WHAT THE TASK REQUIRES:
Would you return all of this data exactly, leaving nothing out?

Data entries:
■ ■ ■
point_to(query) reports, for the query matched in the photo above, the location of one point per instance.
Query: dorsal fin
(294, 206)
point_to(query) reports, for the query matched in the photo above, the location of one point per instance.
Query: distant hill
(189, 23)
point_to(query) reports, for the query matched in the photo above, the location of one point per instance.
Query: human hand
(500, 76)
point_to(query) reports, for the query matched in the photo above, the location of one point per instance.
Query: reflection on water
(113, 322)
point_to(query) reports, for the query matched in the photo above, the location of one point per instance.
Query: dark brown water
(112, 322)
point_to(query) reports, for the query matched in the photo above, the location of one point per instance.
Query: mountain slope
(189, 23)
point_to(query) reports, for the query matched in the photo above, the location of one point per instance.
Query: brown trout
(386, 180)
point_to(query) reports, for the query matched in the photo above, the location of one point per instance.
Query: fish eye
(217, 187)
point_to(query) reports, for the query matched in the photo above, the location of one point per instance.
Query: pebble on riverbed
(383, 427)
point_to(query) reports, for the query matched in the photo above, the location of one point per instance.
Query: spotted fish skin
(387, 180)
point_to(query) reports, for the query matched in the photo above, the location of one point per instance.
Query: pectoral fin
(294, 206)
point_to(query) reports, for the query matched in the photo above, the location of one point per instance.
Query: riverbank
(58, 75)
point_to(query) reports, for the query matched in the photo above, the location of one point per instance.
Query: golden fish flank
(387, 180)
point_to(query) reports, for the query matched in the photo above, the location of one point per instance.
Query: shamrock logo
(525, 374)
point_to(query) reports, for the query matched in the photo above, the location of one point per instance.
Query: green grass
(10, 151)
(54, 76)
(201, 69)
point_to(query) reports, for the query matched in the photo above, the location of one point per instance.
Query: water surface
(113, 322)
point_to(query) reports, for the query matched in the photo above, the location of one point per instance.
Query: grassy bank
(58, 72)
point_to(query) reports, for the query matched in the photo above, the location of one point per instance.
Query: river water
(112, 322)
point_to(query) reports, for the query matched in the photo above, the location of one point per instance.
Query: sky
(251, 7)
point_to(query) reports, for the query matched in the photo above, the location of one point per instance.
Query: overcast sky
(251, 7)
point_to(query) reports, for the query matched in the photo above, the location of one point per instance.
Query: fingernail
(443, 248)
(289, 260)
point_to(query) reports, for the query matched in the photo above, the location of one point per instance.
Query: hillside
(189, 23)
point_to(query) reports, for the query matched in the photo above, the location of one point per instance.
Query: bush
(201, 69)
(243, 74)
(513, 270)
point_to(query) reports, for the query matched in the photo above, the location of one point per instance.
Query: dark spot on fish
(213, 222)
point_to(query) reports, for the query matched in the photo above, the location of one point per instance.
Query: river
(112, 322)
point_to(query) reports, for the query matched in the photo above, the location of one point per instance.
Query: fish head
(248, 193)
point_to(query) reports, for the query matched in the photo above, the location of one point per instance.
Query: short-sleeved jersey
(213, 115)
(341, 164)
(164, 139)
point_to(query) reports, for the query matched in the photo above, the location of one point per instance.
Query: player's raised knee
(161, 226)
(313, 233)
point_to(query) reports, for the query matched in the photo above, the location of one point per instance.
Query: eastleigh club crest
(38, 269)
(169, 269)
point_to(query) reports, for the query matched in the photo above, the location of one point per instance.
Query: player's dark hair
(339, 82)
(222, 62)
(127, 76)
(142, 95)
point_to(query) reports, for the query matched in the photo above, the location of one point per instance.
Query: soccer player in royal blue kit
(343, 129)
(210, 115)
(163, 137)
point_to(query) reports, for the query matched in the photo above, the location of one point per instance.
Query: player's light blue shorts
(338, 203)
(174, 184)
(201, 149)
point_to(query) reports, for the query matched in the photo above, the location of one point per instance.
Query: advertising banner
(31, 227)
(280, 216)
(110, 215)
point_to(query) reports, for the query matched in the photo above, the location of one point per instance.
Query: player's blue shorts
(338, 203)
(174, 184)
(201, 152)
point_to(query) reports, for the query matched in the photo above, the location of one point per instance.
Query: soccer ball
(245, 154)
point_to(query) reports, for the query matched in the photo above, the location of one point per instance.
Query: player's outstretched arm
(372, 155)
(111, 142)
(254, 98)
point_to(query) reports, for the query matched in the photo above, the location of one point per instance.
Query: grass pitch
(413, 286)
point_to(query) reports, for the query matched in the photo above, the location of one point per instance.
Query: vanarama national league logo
■ ■ ■
EXERCISE OUTPUT:
point_to(query) reports, for the query matched in the photo above, the location of one point per instance.
Query: dorsal fin
(294, 206)
point_to(query) reports, for the query matched in the photo above, the location of one point per instance.
Query: distant hill
(189, 23)
point_to(query) reports, for the query matched in the photo above, the location of one point per instance.
Query: human hand
(500, 76)
point_to(query) reports, for the query matched in the photo above, the location of one point per instance.
Query: reflection on water
(113, 322)
point_to(query) reports, for the query matched in the photo above, the location of one point per instance.
Query: dark brown water
(112, 322)
point_to(query) reports, for the query matched in the photo above, the location of one point per instance.
Query: mountain slope
(189, 23)
point_to(query) reports, for the query matched in the photo above, the location of one point per instance.
Query: brown trout
(386, 180)
point_to(query) reports, for the query matched in the photo above, the location of one point per instance.
Query: fish eye
(217, 187)
point_to(query) reports, for the query matched in the photo above, the location of one point per instance.
Query: pebble on riverbed
(383, 427)
point_to(query) reports, for the query matched in the photo above, the location of one point per instance.
Query: spotted fish skin
(387, 180)
point_to(query) reports, for the query matched in the photo above, the location of one point per instance.
Query: pectoral fin
(294, 206)
point_to(query) reports, for the query matched in the photo above, the location of one point per instance.
Query: riverbank
(58, 75)
point_to(query) reports, for the query matched in the photo above, the location of one point per instance.
Query: golden fish flank
(387, 180)
point_to(query) reports, for the query matched in the photo above, the location of one point per instance.
Query: shamrock logo
(525, 374)
point_to(query) reports, for the query matched in the photo above, the location of one point per instance.
Query: green grass
(10, 151)
(54, 76)
(201, 69)
point_to(query) reports, for the query matched in the photo above, the location of one point per instance.
Query: water surface
(113, 322)
point_to(query) reports, for the query matched in the photo above, the location of one point per instance.
Query: grassy bank
(58, 72)
point_to(query) reports, for the query matched in the photo above, the location of one point per instance.
Query: river water
(112, 322)
point_to(query) reports, for the query matched in the photo above, the location of one point per instance.
Query: sky
(251, 7)
point_to(query) reports, for the query matched in the photo above, the location of one point per instance.
Query: overcast sky
(251, 7)
point_to(query) reports, for the query matched in the photo above, the location of one point per instance.
Query: fingernail
(443, 248)
(289, 260)
point_to(query) reports, for the query matched in the photo above, the location of one point per instance.
Query: hillside
(189, 23)
point_to(query) reports, for the query matched in the photo above, the location of one point per instance.
Query: bush
(201, 69)
(243, 74)
(513, 270)
point_to(query) reports, for the query matched in the photo above, the location of one point per instance.
Query: dark spot on fish
(213, 222)
point_to(query) reports, for the query matched in the photo above, the location of one point per instance.
Query: river
(112, 322)
point_to(query) reports, for the query matched in the photo above, the location of one point per instance.
Query: fish head
(248, 193)
point_to(query) reports, for the query matched in the photo above, the location of one point per instance.
Query: short-sleeved jersey
(213, 115)
(341, 164)
(164, 139)
point_to(query) reports, for the query matched in the photo above, the location of one point per instance.
Query: player's raised knee
(161, 226)
(313, 233)
point_to(query) reports, for the query matched in the photo above, the location of one point per instance.
Query: eastleigh club crest
(38, 269)
(169, 269)
point_to(query) reports, for the query matched in the photo above, the location of one point per instance.
Query: player's dark hair
(339, 82)
(222, 62)
(127, 76)
(142, 95)
point_to(query) reports, for the query matched in the photo above, the location of one point per instance.
Query: soccer player in royal blue kit
(343, 129)
(210, 115)
(163, 137)
point_to(query) reports, for the query matched in the photo above, the location of one point per instance.
Query: player's light blue shorts
(338, 203)
(174, 184)
(201, 149)
point_to(query) reports, for the query matched in the photo above, the location of one point per instance.
Query: advertising banner
(31, 227)
(280, 216)
(110, 215)
point_to(query) reports, for the query matched in the photo above, the location of one point per instance.
Query: player's blue shorts
(338, 203)
(174, 184)
(201, 152)
point_to(query) reports, for the query matched in the photo above, the location of one point per instance.
Query: soccer ball
(245, 154)
point_to(query) reports, for the query matched in the photo above, the location of one point per instance.
Query: player's outstretched arm
(372, 155)
(111, 142)
(254, 98)
point_to(query) reports, for the query matched in the photo above, the location of one point per instance.
Query: grass pitch
(413, 286)
point_to(query) reports, for the query matched in the photo above, the location of one point per instance.
Query: vanarama national league logo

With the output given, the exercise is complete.